▽

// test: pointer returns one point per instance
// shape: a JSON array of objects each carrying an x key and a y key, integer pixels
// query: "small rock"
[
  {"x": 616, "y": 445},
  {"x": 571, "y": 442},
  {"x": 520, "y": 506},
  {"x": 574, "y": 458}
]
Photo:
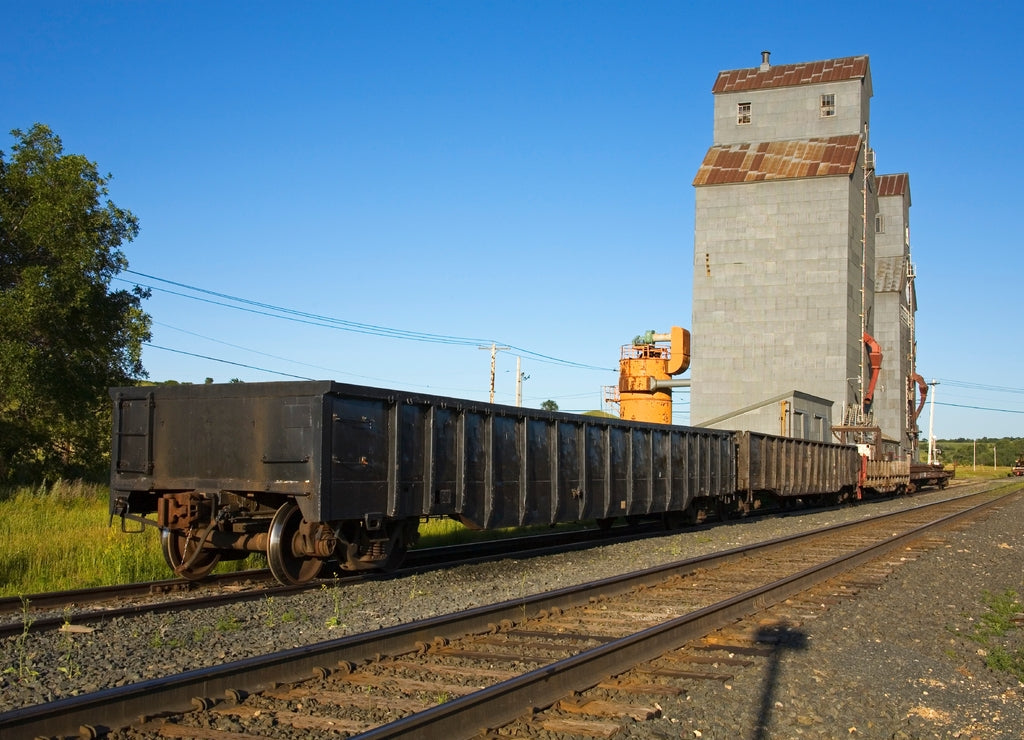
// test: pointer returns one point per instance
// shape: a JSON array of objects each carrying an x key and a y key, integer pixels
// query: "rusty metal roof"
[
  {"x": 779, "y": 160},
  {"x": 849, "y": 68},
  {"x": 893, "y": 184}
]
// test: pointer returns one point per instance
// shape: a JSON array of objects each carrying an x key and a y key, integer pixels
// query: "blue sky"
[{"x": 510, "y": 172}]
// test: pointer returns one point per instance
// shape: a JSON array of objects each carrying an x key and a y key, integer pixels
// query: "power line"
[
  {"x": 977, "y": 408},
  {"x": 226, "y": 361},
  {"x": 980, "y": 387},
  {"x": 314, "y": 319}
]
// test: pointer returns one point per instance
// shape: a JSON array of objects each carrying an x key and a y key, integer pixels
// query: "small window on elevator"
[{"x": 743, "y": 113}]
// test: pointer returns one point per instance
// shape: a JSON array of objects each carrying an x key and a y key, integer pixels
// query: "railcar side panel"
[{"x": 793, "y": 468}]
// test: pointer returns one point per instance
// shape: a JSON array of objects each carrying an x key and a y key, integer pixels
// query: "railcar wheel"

△

**WRITTEN EXERCISE:** Edit all of the records above by replacing "pointer" with "locator" wherever it appears, changing nothing else. Leave the pictures out of your answer.

**WORKED ANSWER:**
// test: locator returns one point per instance
// shape: a JSON array of objects each carrying an x key and a y key, integer pixels
// query: "small rock"
[
  {"x": 616, "y": 445},
  {"x": 571, "y": 442},
  {"x": 520, "y": 506},
  {"x": 574, "y": 458}
]
Photo:
// test: locator returns one point per instance
// shape: a JSON array of objects each carrying an x key and a y key, integer pixels
// query: "rusty metal roof"
[
  {"x": 779, "y": 160},
  {"x": 849, "y": 68},
  {"x": 893, "y": 184}
]
// test: locator returns one point per instance
// shape: a JSON array of objects each carrying an x key and a y key, integer pixels
// query: "blue sky"
[{"x": 510, "y": 172}]
// test: locator returns one point per instance
// shape: a JSON array of objects each carrying an x key and a y key, integer pixels
// query: "power line"
[
  {"x": 977, "y": 408},
  {"x": 226, "y": 361},
  {"x": 980, "y": 387},
  {"x": 314, "y": 319}
]
// test: locator returns one point per instance
// shape: a JSON array of objects each carrying an x key and a y key, integer pixels
// query: "small window on elevator"
[{"x": 743, "y": 113}]
// test: locator returns one point per instance
// shape: a JSON array of objects each carrying an x key and a y key, integer pixels
// query: "railcar side panel"
[{"x": 793, "y": 468}]
// test: locator returns one point per instance
// shape: a JSON array of objects each carrying an x key and a y key, integer pixels
// query: "railcar wheel"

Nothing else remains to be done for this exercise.